RECORDS PROVIDED:
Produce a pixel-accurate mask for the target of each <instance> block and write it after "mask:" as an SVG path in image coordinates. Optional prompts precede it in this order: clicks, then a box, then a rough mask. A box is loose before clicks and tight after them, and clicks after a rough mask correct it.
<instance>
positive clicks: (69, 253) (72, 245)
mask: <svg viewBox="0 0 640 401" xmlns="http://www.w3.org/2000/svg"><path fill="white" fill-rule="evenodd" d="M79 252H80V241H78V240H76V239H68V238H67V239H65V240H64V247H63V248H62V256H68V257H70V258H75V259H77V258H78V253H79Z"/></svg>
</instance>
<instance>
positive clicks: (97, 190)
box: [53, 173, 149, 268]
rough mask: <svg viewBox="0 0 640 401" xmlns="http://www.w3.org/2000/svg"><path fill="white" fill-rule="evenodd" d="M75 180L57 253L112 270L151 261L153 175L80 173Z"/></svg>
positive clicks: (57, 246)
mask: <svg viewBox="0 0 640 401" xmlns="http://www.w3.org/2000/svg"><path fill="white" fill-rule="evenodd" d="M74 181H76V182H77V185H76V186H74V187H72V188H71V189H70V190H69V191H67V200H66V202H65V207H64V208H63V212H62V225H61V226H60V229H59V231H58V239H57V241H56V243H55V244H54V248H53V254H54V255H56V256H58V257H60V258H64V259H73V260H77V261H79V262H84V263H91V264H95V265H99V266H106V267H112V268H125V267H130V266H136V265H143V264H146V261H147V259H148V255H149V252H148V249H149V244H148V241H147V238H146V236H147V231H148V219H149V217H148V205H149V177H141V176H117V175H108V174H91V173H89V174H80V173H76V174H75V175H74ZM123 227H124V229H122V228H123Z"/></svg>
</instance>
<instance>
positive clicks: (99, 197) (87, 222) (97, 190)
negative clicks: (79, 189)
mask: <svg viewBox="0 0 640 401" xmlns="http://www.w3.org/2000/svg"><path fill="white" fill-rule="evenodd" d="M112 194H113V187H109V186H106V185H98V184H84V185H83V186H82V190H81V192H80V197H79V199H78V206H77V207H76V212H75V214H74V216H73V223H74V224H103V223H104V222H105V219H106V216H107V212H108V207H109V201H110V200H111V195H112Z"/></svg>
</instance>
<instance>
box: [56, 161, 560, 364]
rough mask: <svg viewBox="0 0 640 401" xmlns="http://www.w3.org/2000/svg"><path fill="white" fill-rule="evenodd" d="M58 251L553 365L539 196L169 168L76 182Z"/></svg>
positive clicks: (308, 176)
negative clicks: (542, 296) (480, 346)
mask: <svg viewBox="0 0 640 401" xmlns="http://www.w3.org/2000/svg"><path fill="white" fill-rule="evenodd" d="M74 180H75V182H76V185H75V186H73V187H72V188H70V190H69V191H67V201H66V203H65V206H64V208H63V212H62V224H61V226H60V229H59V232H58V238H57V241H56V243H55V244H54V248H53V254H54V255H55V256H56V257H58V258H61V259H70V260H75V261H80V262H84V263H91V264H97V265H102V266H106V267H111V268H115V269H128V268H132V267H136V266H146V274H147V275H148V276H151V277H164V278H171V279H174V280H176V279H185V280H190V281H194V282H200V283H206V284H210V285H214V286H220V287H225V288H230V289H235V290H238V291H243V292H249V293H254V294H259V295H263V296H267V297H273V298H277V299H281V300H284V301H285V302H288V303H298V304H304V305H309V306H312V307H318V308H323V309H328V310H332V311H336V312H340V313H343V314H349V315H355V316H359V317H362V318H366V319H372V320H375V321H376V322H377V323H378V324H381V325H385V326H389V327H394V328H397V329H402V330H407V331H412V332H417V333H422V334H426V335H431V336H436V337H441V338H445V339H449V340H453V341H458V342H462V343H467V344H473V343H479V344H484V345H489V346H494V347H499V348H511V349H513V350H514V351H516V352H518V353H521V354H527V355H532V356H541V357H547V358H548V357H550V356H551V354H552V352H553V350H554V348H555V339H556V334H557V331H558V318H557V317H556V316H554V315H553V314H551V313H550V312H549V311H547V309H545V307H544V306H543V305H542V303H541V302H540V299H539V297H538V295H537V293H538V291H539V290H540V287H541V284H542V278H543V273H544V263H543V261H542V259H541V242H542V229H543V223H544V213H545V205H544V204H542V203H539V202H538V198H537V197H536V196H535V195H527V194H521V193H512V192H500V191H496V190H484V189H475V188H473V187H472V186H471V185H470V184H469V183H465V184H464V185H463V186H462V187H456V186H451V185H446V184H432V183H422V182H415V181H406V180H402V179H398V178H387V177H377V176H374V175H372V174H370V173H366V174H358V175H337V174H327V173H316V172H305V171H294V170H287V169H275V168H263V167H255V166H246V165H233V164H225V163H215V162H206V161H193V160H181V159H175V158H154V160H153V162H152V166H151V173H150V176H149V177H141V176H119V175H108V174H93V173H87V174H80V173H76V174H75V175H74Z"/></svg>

==

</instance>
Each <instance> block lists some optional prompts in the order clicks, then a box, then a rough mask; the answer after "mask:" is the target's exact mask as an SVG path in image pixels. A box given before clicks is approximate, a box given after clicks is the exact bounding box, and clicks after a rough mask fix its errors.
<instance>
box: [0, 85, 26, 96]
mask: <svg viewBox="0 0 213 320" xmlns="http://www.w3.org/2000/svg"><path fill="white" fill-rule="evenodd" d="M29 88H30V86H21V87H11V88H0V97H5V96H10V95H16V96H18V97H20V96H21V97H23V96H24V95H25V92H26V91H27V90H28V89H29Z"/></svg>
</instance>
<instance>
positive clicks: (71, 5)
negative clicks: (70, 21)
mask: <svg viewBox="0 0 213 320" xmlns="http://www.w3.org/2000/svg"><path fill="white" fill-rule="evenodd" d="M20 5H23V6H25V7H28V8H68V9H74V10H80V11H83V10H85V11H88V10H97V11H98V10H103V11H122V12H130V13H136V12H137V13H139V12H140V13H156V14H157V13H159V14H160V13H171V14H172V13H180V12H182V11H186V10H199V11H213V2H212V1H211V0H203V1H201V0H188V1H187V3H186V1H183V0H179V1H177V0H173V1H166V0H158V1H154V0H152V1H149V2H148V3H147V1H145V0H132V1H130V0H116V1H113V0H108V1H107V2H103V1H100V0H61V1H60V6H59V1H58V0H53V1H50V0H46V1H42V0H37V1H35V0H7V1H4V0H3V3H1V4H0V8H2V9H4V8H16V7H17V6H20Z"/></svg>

TRY IT: Across the material, how many lines contain "block"? The reply must be that number and nothing else.

SOLUTION FOR THIS EXERCISE: 2